▶ **Exercise instructions**:
Pick out every line of the material below that contains the word "green", and copy each one.

▶ **Dataset records**:

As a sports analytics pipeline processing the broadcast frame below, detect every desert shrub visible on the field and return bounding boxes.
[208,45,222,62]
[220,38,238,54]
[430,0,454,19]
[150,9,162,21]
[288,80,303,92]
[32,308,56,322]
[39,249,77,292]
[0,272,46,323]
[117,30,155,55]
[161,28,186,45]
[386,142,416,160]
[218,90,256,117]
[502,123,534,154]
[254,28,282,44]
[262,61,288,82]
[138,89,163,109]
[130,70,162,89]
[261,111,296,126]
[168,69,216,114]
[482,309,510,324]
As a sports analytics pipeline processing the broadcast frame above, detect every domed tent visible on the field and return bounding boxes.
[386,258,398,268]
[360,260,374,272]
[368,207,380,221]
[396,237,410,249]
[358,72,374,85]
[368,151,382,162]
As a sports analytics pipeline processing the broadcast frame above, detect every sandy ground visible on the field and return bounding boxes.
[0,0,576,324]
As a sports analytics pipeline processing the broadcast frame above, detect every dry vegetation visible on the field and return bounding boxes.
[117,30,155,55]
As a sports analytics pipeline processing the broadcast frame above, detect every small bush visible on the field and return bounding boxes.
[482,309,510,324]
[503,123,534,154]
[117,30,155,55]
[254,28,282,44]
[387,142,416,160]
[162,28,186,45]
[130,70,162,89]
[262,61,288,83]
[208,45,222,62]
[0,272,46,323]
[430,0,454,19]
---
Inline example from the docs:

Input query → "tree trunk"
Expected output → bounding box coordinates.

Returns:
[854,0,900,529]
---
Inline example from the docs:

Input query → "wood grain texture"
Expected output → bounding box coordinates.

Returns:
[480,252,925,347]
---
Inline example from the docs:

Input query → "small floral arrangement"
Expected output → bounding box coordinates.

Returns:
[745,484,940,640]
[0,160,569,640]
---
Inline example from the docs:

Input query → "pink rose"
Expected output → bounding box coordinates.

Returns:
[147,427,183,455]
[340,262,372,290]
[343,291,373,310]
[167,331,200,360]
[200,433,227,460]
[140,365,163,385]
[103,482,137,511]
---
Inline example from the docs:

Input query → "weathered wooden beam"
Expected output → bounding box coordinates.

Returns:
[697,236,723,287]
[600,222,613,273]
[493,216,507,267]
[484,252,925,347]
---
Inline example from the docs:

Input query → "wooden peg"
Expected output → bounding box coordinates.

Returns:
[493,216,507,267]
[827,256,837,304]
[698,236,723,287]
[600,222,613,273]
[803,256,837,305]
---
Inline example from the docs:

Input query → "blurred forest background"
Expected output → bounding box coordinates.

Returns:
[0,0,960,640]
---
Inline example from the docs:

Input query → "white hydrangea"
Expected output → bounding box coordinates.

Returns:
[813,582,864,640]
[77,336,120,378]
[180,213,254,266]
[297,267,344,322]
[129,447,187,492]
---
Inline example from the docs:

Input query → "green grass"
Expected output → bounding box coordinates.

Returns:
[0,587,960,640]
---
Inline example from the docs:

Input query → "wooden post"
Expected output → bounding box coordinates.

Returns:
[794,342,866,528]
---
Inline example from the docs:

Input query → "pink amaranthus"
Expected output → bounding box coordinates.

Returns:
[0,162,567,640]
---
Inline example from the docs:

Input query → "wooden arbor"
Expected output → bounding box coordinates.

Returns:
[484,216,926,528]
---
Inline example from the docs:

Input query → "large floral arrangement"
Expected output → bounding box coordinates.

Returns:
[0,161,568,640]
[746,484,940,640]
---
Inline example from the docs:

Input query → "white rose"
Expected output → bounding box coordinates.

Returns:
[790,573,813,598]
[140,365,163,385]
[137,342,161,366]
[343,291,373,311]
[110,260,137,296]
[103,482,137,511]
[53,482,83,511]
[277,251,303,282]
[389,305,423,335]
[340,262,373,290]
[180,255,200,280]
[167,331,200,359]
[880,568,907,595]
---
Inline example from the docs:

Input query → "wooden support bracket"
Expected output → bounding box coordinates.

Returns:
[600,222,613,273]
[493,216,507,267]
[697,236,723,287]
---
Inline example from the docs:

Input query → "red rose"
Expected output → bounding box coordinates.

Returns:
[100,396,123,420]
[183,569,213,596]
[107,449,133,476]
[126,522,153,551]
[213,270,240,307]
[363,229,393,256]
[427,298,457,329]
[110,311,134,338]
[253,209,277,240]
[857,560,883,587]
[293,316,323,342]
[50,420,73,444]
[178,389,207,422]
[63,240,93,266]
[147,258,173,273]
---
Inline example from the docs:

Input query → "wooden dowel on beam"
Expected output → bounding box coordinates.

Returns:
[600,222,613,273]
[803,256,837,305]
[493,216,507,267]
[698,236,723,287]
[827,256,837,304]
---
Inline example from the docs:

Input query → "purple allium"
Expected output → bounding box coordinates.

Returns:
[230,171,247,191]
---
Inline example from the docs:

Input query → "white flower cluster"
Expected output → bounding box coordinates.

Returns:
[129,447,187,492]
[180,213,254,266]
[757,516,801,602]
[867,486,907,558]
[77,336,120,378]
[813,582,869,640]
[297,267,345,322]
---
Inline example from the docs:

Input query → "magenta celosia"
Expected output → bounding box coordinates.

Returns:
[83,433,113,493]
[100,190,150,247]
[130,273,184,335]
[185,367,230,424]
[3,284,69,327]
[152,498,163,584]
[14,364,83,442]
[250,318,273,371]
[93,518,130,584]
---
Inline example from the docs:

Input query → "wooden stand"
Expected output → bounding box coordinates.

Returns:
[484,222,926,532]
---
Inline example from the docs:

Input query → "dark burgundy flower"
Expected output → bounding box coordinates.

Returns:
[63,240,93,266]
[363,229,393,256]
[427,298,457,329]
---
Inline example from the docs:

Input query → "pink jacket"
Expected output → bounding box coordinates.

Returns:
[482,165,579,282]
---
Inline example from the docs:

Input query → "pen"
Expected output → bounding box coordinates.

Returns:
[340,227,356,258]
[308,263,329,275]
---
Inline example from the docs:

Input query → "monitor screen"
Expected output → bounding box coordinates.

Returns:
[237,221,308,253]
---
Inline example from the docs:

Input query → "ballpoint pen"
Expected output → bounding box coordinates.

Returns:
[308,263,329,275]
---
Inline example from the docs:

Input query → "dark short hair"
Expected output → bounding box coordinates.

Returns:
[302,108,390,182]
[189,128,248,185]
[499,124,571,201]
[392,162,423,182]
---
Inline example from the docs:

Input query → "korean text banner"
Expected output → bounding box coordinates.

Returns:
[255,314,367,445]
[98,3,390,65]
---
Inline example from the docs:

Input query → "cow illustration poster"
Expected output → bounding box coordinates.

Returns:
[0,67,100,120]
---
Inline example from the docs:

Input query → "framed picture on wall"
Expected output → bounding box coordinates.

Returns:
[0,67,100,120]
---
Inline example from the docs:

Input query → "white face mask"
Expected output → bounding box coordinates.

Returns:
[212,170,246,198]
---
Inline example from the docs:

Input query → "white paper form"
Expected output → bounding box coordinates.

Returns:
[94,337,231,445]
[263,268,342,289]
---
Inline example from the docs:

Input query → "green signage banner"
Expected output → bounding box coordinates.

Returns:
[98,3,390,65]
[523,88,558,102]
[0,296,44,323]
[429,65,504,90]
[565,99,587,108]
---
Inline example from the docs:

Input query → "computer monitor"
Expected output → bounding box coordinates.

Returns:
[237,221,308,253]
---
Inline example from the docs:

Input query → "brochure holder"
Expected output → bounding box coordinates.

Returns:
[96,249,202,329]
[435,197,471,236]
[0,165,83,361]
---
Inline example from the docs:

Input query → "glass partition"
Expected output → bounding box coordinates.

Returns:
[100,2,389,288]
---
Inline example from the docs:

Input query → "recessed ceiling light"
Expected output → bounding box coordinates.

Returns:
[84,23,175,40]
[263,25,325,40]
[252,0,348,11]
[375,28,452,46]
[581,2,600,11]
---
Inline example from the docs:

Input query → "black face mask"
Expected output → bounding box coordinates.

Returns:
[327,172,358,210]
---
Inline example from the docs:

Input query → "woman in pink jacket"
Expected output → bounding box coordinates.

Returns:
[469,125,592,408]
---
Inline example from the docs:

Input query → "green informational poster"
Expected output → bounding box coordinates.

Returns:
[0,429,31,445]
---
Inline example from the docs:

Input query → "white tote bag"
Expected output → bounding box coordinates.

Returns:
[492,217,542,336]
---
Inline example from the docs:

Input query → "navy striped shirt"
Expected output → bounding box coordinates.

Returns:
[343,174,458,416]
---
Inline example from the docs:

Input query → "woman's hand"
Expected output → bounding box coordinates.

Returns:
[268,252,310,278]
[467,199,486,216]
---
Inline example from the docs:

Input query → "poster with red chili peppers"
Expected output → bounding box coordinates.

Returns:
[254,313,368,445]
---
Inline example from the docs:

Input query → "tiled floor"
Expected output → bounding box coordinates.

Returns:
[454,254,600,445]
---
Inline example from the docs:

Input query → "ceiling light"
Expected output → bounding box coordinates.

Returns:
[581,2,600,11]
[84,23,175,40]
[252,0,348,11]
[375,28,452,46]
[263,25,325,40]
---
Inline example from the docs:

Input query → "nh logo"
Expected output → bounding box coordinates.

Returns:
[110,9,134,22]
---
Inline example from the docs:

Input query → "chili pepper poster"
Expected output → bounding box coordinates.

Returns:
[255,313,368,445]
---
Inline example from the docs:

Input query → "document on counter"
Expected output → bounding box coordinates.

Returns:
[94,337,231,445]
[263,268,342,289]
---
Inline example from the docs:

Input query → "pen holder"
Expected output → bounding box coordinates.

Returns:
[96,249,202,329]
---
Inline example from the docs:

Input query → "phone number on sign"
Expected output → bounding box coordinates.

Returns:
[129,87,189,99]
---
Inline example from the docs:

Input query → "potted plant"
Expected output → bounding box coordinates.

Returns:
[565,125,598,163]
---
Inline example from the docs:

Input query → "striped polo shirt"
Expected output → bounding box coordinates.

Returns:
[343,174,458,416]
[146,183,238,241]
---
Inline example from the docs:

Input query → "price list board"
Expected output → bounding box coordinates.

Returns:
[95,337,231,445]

▶ **Output for this task**:
Input query → "green grass"
Input query → "green signage banner"
Input query → "green informational poster"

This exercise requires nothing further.